SHORT PROBLEM>
Please copy out the listing below without the pictures, multiplying every coordinate in the bounding-box answers by 0.65 and rounding to whole numbers, with halves rounded up. Keep all other lines as they are, including the numbers in the JSON structure sample.

(Bounding box labeling listing)
....
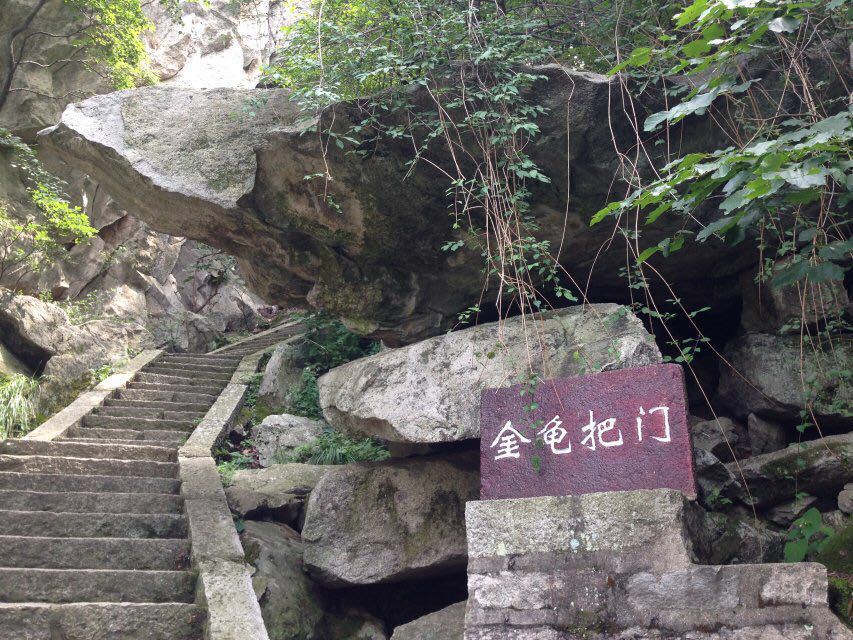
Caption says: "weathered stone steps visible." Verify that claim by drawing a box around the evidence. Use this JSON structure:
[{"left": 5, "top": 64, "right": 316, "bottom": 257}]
[
  {"left": 62, "top": 427, "right": 189, "bottom": 447},
  {"left": 0, "top": 471, "right": 181, "bottom": 494},
  {"left": 154, "top": 354, "right": 243, "bottom": 369},
  {"left": 0, "top": 602, "right": 204, "bottom": 640},
  {"left": 83, "top": 414, "right": 195, "bottom": 431},
  {"left": 95, "top": 405, "right": 207, "bottom": 422},
  {"left": 104, "top": 398, "right": 210, "bottom": 414},
  {"left": 0, "top": 328, "right": 292, "bottom": 640},
  {"left": 0, "top": 440, "right": 178, "bottom": 462},
  {"left": 0, "top": 455, "right": 178, "bottom": 478},
  {"left": 0, "top": 511, "right": 187, "bottom": 538},
  {"left": 0, "top": 568, "right": 195, "bottom": 603},
  {"left": 0, "top": 490, "right": 184, "bottom": 514},
  {"left": 145, "top": 362, "right": 235, "bottom": 378},
  {"left": 132, "top": 369, "right": 232, "bottom": 389},
  {"left": 126, "top": 382, "right": 225, "bottom": 400},
  {"left": 113, "top": 388, "right": 216, "bottom": 405},
  {"left": 0, "top": 535, "right": 190, "bottom": 571}
]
....
RESULT FOR THIS TASK>
Caption says: "weathered stone steps visible." Verify that claim by drawing a box around the evidence. Use this JSON structure:
[{"left": 5, "top": 64, "right": 316, "bottom": 257}]
[
  {"left": 40, "top": 278, "right": 123, "bottom": 291},
  {"left": 0, "top": 306, "right": 118, "bottom": 321},
  {"left": 100, "top": 230, "right": 158, "bottom": 240},
  {"left": 0, "top": 391, "right": 133, "bottom": 416},
  {"left": 54, "top": 269, "right": 127, "bottom": 280},
  {"left": 62, "top": 263, "right": 135, "bottom": 274},
  {"left": 68, "top": 259, "right": 137, "bottom": 269},
  {"left": 0, "top": 213, "right": 190, "bottom": 416},
  {"left": 0, "top": 286, "right": 116, "bottom": 300},
  {"left": 0, "top": 296, "right": 116, "bottom": 311},
  {"left": 0, "top": 332, "right": 122, "bottom": 350},
  {"left": 0, "top": 369, "right": 127, "bottom": 392},
  {"left": 0, "top": 319, "right": 120, "bottom": 334},
  {"left": 94, "top": 235, "right": 153, "bottom": 246},
  {"left": 86, "top": 240, "right": 151, "bottom": 253},
  {"left": 82, "top": 248, "right": 146, "bottom": 260},
  {"left": 73, "top": 252, "right": 140, "bottom": 263},
  {"left": 0, "top": 348, "right": 124, "bottom": 371}
]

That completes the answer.